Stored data
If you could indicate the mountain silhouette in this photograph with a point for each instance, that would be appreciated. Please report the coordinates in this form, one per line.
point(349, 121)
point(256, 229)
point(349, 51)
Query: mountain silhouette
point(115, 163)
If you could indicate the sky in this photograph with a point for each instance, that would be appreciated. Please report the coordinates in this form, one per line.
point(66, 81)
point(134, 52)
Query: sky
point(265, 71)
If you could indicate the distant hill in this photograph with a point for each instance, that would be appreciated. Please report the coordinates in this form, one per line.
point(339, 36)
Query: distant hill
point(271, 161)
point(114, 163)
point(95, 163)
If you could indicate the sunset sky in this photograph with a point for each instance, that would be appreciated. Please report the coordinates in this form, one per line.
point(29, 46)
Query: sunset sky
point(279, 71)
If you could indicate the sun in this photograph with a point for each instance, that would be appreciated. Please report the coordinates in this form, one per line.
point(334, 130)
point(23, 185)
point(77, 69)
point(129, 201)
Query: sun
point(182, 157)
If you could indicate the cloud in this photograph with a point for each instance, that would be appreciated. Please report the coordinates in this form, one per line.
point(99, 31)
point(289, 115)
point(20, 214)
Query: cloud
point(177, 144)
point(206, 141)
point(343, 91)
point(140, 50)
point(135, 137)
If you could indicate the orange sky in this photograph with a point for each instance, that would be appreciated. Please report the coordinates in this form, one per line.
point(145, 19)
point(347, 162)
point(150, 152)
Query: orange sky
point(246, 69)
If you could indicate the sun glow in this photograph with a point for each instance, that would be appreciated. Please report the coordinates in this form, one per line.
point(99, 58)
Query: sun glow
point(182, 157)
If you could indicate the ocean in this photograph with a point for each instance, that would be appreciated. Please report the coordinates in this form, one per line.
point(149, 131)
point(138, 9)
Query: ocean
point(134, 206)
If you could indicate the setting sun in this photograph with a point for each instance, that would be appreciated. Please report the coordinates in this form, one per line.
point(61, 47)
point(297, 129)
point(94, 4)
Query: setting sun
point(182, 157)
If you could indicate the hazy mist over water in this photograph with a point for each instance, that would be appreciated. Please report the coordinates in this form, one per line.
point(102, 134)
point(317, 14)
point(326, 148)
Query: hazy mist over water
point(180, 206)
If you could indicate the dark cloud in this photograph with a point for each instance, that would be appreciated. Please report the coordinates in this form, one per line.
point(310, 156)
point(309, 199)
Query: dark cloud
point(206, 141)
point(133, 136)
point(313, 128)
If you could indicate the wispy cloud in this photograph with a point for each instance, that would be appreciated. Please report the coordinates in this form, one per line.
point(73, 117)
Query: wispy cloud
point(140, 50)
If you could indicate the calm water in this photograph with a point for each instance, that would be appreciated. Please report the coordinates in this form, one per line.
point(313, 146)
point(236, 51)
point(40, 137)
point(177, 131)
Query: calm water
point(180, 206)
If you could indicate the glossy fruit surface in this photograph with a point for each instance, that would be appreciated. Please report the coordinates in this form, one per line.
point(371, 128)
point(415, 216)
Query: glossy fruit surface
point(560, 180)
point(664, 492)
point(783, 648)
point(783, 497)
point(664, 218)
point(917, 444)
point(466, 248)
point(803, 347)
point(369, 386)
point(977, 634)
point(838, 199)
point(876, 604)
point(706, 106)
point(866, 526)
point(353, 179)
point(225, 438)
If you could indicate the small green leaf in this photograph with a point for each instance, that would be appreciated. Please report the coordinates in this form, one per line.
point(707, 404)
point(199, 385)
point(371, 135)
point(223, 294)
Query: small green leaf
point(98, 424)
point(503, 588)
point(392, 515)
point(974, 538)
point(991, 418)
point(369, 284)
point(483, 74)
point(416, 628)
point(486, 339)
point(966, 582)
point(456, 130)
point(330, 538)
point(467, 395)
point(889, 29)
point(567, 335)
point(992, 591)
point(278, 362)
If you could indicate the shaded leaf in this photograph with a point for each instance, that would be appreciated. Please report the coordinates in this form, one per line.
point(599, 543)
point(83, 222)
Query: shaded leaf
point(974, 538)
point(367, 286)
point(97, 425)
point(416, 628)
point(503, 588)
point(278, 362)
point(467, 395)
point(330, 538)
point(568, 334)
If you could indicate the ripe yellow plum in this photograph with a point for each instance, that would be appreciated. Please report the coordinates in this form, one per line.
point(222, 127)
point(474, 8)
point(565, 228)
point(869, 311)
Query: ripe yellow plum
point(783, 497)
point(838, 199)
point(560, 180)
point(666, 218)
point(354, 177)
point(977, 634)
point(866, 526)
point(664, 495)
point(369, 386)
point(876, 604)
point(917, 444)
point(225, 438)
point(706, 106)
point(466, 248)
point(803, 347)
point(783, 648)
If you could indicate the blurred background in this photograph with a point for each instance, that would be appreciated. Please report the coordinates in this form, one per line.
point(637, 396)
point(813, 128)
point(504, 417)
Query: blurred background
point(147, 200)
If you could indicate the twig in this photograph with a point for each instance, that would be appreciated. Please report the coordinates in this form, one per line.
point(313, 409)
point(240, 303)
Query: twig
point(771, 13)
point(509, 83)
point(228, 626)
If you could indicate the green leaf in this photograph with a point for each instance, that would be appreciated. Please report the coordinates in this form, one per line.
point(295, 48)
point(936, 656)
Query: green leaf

= INSTRUCTION =
Turn the lines of the listing, starting at the line containing "If you could indicate the dark" and ending at the line containing "point(313, 128)", into a Markdown table with the columns "Row" and "Line". Number each row and skip any blank lines.

= WRITTEN SOLUTION =
| Row | Line |
|---|---|
| 1 | If you could indicate the dark cloud in this photograph with a point for each instance, that would be appreciated. Please report the coordinates in this form, one per line. |
| 2 | point(310, 156) |
| 3 | point(309, 199) |
| 4 | Query: dark cloud |
| 5 | point(206, 141) |
| 6 | point(133, 136) |
| 7 | point(313, 128) |